ФРАГМЕНТ ТЕКСТА:
С 1999-го по 2008 год экономика России оживленно росла на 7 процентов в год, тем самым удвоив ВВП в рублевом эквиваленте. Частные же доходы росли еще быстрее, увеличившись в два с половиной раза. В долларовом эквиваленте, из-за продолжительного укрепления рубля, прирост ВВП был исключительно ярким — с рекордно низких 196 миллиардов долларов в 1999-м до примерно 2,1 триллиона в 2013-м. В России народился новый благодарный средний класс, около 30 миллионов человек, которые легко могут позволить себе путешествия и покупки за рубежом. Преобразилось в целом все российское общество: проникновение сотовой связи выросло с нуля до 100 процентов, безработица снизилась с 12,9 до 6,3 процента, а уровень бедности — с 29 до 13 процентов. Зарплаты росли, пенсии выплачивались, а огромный государственный долг, накопленный предыдущими лидерами, был погашен досрочно. Пожинали богатый урожай и иностранные инвесторы, поскольку российский фондовый рынок подскочил больше чем в 20 раз.

Многие аналитики объясняли российский бум удачей в виде богатых запасов ископаемого топлива. И хотя нефть и газ приносили Российскому государству около половины доходов, они составляли не более 30 процентов от всей экономики — цифра немалая, но значительно ниже, чем в нефтяных государствах Ближнего Востока. Даже учитывая эффект домино от продажи углеводородов, самые изощренные аналитики российского экономического роста связывают с нефтью и газом лишь 40–50 процентов ВВП, пришедшиеся на время бума. Увеличивались в эти годы и другие экономические показатели, за что отчасти ответственен Путин.

Став президентом, Путин поручил управлять экономикой своему премьер-министру Михаилу Касьянову, министру экономического развития и торговли Герману Грефу и Кудрину, на тот момент министру финансов, предпринявшим ряд мер против инфляции и по либерализации (не коснувшихся, впрочем, «Газпрома»). Снижение налогов усилило стимулы трудиться и ослабило стимулы скрывать доходы. Упрощенное лицензирование бизнеса и сокращение проверок привели к всплеску предпринимательства. Финансовые реформы и разумная макроэкономическая политика способствовали притоку инвестиций. Земля стала ходовым товаром.

ПИСЬМЕННОЕ ЗАДАНИЕ 1: Можете перепечатать из текста об экономическом росте России отрывок, начиная со слов «Многие аналитики объясняли» и далее до слов «отчасти ответственен Путин.» включительно?
ПИСЬМЕННОЕ ЗАДАНИЕ 2: Продолжите, пожалуйста, текст об экономическом подъеме России: что могло бы идти сразу после его последнего предложения?

ДАННЫЕ НАБОРА:
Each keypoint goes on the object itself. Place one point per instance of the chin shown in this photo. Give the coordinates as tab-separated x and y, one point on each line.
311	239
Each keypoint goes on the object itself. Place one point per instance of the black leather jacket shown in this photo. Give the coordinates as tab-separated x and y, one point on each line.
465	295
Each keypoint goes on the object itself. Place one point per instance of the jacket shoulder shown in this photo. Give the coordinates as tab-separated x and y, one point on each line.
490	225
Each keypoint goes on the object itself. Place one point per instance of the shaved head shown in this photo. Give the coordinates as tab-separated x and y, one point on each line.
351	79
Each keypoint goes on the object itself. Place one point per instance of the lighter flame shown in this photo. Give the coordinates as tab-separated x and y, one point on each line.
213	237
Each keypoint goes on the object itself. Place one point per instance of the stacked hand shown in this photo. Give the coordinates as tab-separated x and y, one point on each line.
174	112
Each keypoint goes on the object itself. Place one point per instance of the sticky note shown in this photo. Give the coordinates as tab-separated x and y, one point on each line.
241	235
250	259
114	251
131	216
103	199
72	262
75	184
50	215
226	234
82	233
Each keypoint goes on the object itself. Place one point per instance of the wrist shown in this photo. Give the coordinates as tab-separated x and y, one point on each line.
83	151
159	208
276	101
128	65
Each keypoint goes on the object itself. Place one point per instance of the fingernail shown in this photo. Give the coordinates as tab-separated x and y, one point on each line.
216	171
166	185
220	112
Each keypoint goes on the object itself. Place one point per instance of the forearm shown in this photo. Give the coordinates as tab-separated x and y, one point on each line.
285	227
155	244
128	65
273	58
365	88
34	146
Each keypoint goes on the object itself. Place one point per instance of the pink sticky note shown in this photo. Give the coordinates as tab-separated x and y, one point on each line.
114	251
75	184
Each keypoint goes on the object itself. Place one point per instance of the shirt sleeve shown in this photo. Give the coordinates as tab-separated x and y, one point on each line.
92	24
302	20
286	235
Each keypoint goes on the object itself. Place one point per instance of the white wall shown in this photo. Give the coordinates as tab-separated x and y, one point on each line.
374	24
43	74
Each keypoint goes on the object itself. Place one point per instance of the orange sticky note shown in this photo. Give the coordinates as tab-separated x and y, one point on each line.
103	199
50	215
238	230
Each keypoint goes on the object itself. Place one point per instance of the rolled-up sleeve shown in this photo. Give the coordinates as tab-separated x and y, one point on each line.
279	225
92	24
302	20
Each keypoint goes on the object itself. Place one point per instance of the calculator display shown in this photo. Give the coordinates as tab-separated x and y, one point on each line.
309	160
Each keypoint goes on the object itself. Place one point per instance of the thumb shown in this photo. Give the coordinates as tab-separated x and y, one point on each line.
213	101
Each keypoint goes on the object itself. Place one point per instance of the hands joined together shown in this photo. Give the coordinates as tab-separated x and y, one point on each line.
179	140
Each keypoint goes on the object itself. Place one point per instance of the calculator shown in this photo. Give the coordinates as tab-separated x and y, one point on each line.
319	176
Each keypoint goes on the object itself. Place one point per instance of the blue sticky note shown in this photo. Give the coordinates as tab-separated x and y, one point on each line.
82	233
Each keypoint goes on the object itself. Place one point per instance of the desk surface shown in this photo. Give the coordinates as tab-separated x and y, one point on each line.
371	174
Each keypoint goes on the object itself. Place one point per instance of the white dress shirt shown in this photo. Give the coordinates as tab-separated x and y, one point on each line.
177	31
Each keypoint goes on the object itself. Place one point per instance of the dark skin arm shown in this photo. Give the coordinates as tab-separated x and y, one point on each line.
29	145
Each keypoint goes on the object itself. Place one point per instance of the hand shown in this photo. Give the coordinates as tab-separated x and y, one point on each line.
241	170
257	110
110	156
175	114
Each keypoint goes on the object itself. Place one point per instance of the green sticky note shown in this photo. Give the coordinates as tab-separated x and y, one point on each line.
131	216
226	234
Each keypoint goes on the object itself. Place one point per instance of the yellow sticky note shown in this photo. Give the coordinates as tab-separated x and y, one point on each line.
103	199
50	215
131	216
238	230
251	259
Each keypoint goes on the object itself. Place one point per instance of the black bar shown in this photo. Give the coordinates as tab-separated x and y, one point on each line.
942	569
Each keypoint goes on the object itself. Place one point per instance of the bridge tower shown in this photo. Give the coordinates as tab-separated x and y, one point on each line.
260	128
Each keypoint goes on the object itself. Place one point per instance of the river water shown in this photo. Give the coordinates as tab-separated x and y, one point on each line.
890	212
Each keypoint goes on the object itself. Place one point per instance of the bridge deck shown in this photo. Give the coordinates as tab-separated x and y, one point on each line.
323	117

ОТВЕТ 1:
Многие аналитики объясняли российский бум удачей в виде богатых запасов ископаемого топлива. И хотя нефть и газ приносили Российскому государству около половины доходов, они составляли не более 30 процентов от всей экономики — цифра немалая, но значительно ниже, чем в нефтяных государствах Ближнего Востока. Даже учитывая эффект домино от продажи углеводородов, самые изощренные аналитики российского экономического роста связывают с нефтью и газом лишь 40–50 процентов ВВП, пришедшиеся на время бума. Увеличивались в эти годы и другие экономические показатели, за что отчасти ответственен Путин.

ОТВЕТ 2:
Влияние этих поддержанных Путиным рыночных реформ усилили благоприятные «торговые ветры». Россия пережила суровый дефолт и девальвацию валюты в 1998 году, и большинство аналитиков полагали, что страна будет разорена. В действительности же девальвация сделала российский экспорт дешевле и потому конкурентоспособней. В то же время продолжающийся подъем Китая поднял мировые цены на российские товары, от удобрений и химикатов до металлов и цемента. Ненасытный китайский спрос вернул к жизни унаследованную от Советского Союза промышленность. Возникли, за счет растущего внутреннего спроса и глобального аутсорсинга, и совершенно новые отрасли — розничная торговля, пищевая промышленность, биотехнологии и программное обеспечение. Многие унаследованные отрасли, такие как угольная и сталелитейная промышленность, подверглись существенной рационализации, нерентабельные шахты и заводы были закрыты. (Сельское хозяйство, однако, так по-настоящему и не возродилось, не говоря уже о его рационализации, и Россия поэтому стала зависимой от импорта продовольствия.)

Скептики обращают внимание: во время первого путинского срока, когда рост был устойчивым, нефть в среднем стоила 35 долларов за баррель; во время второго срока ее цена выросла до 65 долларов. В последние же годы, когда нефть стабильно стоит около 100 долларов за баррель, российская экономика стагнирует.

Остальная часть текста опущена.